Restate each record word for word, from the first to the last.

**** DATA SUPPLIED ****

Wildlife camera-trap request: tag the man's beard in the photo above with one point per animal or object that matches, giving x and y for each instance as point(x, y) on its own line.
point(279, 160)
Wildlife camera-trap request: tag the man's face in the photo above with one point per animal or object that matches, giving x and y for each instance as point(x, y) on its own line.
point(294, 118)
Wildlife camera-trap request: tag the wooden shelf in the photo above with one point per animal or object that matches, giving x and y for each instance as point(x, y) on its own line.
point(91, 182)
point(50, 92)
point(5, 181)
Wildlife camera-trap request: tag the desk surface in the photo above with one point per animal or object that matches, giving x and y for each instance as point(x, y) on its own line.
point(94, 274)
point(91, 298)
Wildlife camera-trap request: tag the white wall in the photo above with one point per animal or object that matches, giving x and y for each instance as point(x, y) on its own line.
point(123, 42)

****

— SOLUTION —
Wildlife camera-trap request: tag the man's beard in the photo above with one point per animal or object that matches, giving x and y for each instance as point(x, y) on its own line.
point(279, 160)
Wildlife camera-trap request: tag the man's face in the photo above with one point per animal or object that matches, giving x and y for each instance as point(x, y) on its own line.
point(294, 118)
Wildlife camera-trap request: tag the wooden shelf in the photo above with one point per animal or object that matches, giving x and y for each instance as point(x, y) on its own line.
point(91, 182)
point(50, 92)
point(5, 181)
Wildlife camera-trap request: tag the desk surface in the photo above with one point per animal or object that matches, giving x and y for each instance as point(x, y) on its own line.
point(94, 274)
point(91, 298)
Wildlife camera-trap request: tag the white wall in the photo above with one point per animal or object that matches, giving x and y for each instance as point(x, y) on its own line.
point(123, 42)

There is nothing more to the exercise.